> [Record extracts]:
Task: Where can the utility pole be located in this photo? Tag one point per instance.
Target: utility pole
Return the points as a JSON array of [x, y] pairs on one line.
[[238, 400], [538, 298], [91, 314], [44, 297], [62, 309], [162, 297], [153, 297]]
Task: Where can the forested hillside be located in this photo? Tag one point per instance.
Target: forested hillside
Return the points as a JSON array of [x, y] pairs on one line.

> [About this exercise]:
Print exactly the lines above, starting at the line that contains "Task: Where can the forested" and ending with the last line of the records, both included.

> [Response]:
Task: Where can the forested hillside be located in this photo? Tag one point per instance.
Target: forested hillside
Return the points as a JSON array of [x, y] pairs on one line.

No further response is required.